>> start Text

In the piazza outside the Lower Basilica of St. Francis, Pope Benedict XVI and participants renew
their commitment to work for peace and justice in the world.

ATTRACTED BY the peacemaking St. Francis of Assisi, Pope Benedict XVI, 300 representatives of Christianity and other world religions and four philosophers who identify themselves as nonbelievers gathered in Assisi on Oct. 27. This was the 25th anniversary of Blessed Pope John Paul II’s historic gathering to commit religious leaders to work for world peace. The day was organized by the pontifical councils for justice and peace, culture, interreligious dialogue and the promotion of Christian unity.

Official participants went by train with the pope to Santa Maria degli Angeli, the Assisi suburb named for the nearby small chapel that St. Francis rebuilt in 1206. A video of the 1986 ecumenical and interfaith event was shown. After representatives of the Anglicans, Greek Orthodox, Armenians, World Council of Churches, Grand Rabbinate of Israel, Muslims, Hindus and Buddhists gave testimonies for peace, professor Julia Kristeva, a Bulgarian-born humanist, philosopher and psychoanalyst, spoke.

>> end Text

To-do list:
a. Do the following statements agree with the account of the Assisi gathering? For each, answer yes or no and quote the words of the account that decide it.
(i) The Oct. 27 meeting marked the 25th anniversary of an earlier gathering led by Pope John Paul II.
(ii) The official participants traveled with the pope to Santa Maria degli Angeli by bus.
(iii) Julia Kristeva spoke before the religious representatives gave their testimonies for peace.
b. Could you extend the account of the Assisi gathering, picking up right after its last sentence?

>> start Information supplied

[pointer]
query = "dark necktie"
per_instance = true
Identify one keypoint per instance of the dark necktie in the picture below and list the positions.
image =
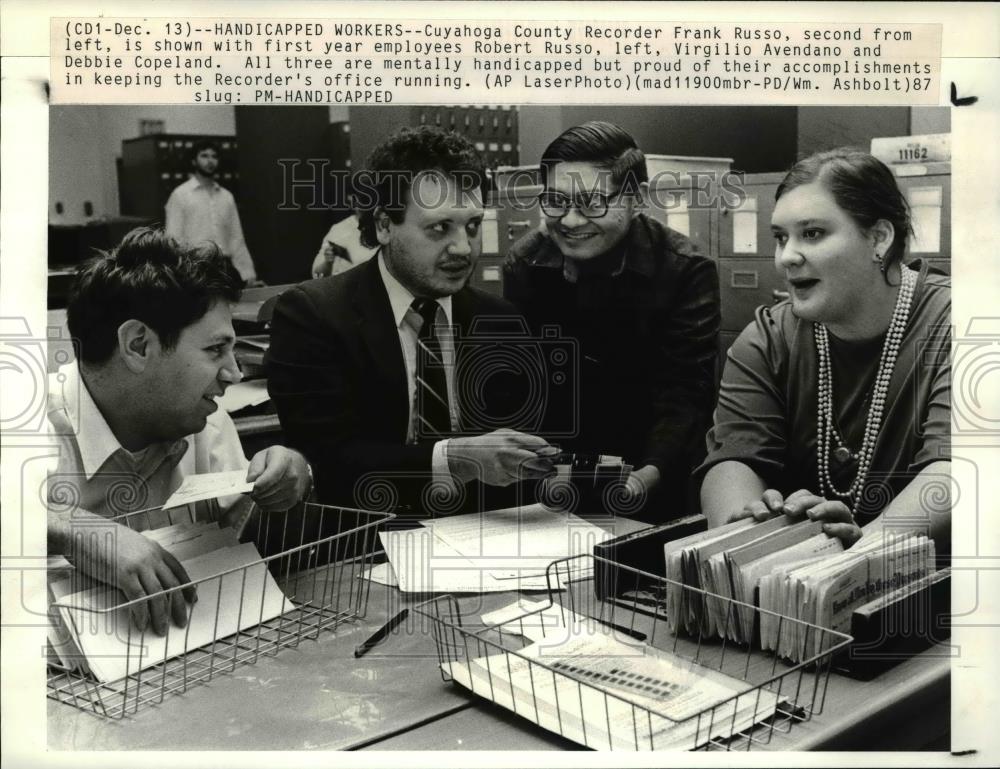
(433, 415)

>> end Information supplied
>> start Information supplied

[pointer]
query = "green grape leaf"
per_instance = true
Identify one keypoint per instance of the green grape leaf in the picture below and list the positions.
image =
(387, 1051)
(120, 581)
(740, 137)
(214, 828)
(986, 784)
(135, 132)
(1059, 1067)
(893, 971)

>> end Information supplied

Set of answers:
a.
(i) Yes: "This was the 25th anniversary of Blessed Pope John Paul II’s historic gathering to commit religious leaders to work for world peace."
(ii) No: "Official participants went by train with the pope to Santa Maria degli Angeli"
(iii) No: "After representatives of the Anglicans, Greek Orthodox, Armenians, World Council of Churches, Grand Rabbinate of Israel, Muslims, Hindus and Buddhists gave testimonies for peace, professor Julia Kristeva, a Bulgarian-born humanist, philosopher and psychoanalyst, spoke."

b.
Writing for Catholic News Service, John Thavis reported Kristeva’s call to create forms of cooperation between Christian humanism and the humanism of the Enlightenment, a risky path but one worth taking. She called Pope John Paul II “an apostle of human rights.”

Pope Benedict XVI then observed that the 1989 fall of the Berlin Wall was a victory of freedom, “which was also, above all, a victory of peace.” Noting that some people have used freedom for violence, the pope admitted “with great shame” that some Christians have tried to promote religion violently, contradicting religion’s true purpose. He said that gross violations of human rights have occurred when God’s role in human development has been denied.

Following a frugal meal in the adjoining St. Mary of the Angels Friary, official participants went to rooms in a nearby guesthouse for reflection and personal prayer.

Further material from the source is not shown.